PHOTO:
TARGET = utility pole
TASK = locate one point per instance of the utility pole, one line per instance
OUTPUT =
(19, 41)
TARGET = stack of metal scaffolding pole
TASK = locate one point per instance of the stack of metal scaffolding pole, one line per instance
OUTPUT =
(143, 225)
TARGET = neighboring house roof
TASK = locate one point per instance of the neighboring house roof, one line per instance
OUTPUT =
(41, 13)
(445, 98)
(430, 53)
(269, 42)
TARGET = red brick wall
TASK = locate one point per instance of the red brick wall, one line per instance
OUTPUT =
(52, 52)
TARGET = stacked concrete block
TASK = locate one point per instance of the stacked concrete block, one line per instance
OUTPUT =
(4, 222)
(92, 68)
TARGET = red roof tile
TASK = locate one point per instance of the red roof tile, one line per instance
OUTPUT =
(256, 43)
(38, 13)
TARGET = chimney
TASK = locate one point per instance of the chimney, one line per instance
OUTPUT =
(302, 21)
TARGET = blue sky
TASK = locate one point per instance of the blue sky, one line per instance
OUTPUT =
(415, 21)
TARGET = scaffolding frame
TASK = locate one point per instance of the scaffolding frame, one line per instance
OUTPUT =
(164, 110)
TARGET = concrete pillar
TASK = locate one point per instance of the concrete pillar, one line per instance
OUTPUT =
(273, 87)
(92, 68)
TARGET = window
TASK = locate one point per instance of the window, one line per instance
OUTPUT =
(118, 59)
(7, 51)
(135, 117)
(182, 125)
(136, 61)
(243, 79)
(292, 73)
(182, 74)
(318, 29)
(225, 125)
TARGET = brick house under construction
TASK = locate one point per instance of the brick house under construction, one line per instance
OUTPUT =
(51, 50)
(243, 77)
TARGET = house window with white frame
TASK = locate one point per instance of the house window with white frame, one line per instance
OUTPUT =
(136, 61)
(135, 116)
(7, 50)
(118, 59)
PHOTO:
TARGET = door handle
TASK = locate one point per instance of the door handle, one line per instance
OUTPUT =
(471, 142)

* INSTRUCTIONS FOR THE TASK
Copy out each line from the listing that contains the string "under".

* RESPONSE AREA
TARGET = brick house under construction
TASK = locate one point per instance of the brick house under construction, one line per instance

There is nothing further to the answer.